Study text:
========================

The ureters are bilateral thin (3 to 4 mm) tubular structures that connect the kidneys to the urinary bladder, transporting urine from the renal pelvis into the bladder. The muscular layers are responsible for the peristaltic activity that the ureter uses to move the urine from the kidneys to the bladder.
Embryologically, the ureter originates from the ureteric bud, which is a protrusion of the mesonephric duct, a part of the genitourinary system development.
The ureters begin at the ureteropelvic junction (UPJ) of the kidneys, which lie posteriorly to the renal vein and artery in the hilum. The ureters then travel inferiorly inside the abdominal cavity. They pass over (anterior to) the psoas muscle and enter the bladder on the posterior bladder aspect in the trigone.
Three areas along the path of the ureter are clinically significant for renal stones lodging. These areas are: the ureteropelvic junction (UPJ), the ureterovesical junction (UVJ), and the crossover of the common iliac arteries. The UPJ is where the pelvis of the kidney transitions into the ureter and the UVJ is where the ureters enter the bladder.

========================

Records:
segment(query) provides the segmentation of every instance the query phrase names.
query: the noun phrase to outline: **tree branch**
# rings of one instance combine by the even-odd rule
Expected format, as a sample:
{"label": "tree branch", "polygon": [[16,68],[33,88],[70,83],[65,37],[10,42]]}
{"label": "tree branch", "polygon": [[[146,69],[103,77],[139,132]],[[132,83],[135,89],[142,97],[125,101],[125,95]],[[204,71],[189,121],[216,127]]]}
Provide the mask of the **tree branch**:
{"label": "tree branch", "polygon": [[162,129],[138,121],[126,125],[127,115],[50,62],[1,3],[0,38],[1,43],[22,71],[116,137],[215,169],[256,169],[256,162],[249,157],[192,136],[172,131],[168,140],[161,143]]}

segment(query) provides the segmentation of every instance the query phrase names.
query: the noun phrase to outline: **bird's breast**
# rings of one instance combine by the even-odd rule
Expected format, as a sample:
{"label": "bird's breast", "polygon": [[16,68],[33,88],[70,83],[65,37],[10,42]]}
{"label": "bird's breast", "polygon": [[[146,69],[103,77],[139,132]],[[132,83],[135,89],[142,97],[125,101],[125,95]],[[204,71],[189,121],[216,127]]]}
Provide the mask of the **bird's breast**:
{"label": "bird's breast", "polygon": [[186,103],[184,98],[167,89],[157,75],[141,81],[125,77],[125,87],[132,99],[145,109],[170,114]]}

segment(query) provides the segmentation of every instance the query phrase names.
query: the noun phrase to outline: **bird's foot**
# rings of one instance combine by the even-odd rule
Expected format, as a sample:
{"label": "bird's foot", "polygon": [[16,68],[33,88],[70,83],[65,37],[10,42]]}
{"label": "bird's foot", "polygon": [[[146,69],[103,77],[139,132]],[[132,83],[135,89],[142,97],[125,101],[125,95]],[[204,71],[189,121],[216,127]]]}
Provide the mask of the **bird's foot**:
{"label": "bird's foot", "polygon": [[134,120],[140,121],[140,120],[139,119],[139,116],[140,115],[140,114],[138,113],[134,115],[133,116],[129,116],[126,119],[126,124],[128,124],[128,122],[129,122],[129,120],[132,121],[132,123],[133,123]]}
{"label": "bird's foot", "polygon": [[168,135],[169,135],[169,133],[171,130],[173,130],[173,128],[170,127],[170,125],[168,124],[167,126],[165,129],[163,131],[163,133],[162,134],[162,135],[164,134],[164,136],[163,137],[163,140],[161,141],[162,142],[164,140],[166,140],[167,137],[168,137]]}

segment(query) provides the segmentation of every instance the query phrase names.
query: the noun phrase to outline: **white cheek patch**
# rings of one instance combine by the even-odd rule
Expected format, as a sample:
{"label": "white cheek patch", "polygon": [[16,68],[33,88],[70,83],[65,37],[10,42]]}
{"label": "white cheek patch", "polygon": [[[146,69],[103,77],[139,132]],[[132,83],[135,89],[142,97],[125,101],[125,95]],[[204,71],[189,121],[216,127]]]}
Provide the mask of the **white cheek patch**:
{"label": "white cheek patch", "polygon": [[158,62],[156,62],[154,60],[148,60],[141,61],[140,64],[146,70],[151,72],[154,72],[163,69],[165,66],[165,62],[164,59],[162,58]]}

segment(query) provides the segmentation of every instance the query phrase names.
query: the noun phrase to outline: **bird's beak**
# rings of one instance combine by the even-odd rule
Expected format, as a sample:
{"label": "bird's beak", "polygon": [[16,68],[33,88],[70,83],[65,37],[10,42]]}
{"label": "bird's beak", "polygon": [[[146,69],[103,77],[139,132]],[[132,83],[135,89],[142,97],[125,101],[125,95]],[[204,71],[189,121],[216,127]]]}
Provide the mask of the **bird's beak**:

========================

Work item A:
Answer these about the text on the ureters, marking each answer to match:
(i) How thick are the ureters?
(ii) Embryologically, what structure does the ureter originate from?
(iii) Which three areas along the ureter's path are clinically significant for renal stones lodging?
Work item B:
Please pick up the text on the ureters after its last sentence and continue it.
The rows have nothing to do with the text on the ureters.

Exercise output A:
(i) 3 to 4 mm.
(ii) The ureteric bud, a protrusion of the mesonephric duct.
(iii) The ureteropelvic junction (UPJ), the ureterovesical junction (UVJ), and the crossover of the common iliac arteries.

Exercise output B:
The blood supply to the ureter is segmental. The upper ureter closest to the kidneys receives blood directly from the renal arteries. The middle part is supplied by the common iliac arteries, branches from the abdominal aorta, and the gonadal arteries. The most distal part of the ureter receives blood from branches of the internal iliac artery.
T12 through L2 provide innervation to the ureters, creating a ureteric plexus. Pain may refer to T12-L2 dermatomes.
Due to its location, the ureter can be damaged in colon and rectal surgery and gynecologic surgeries.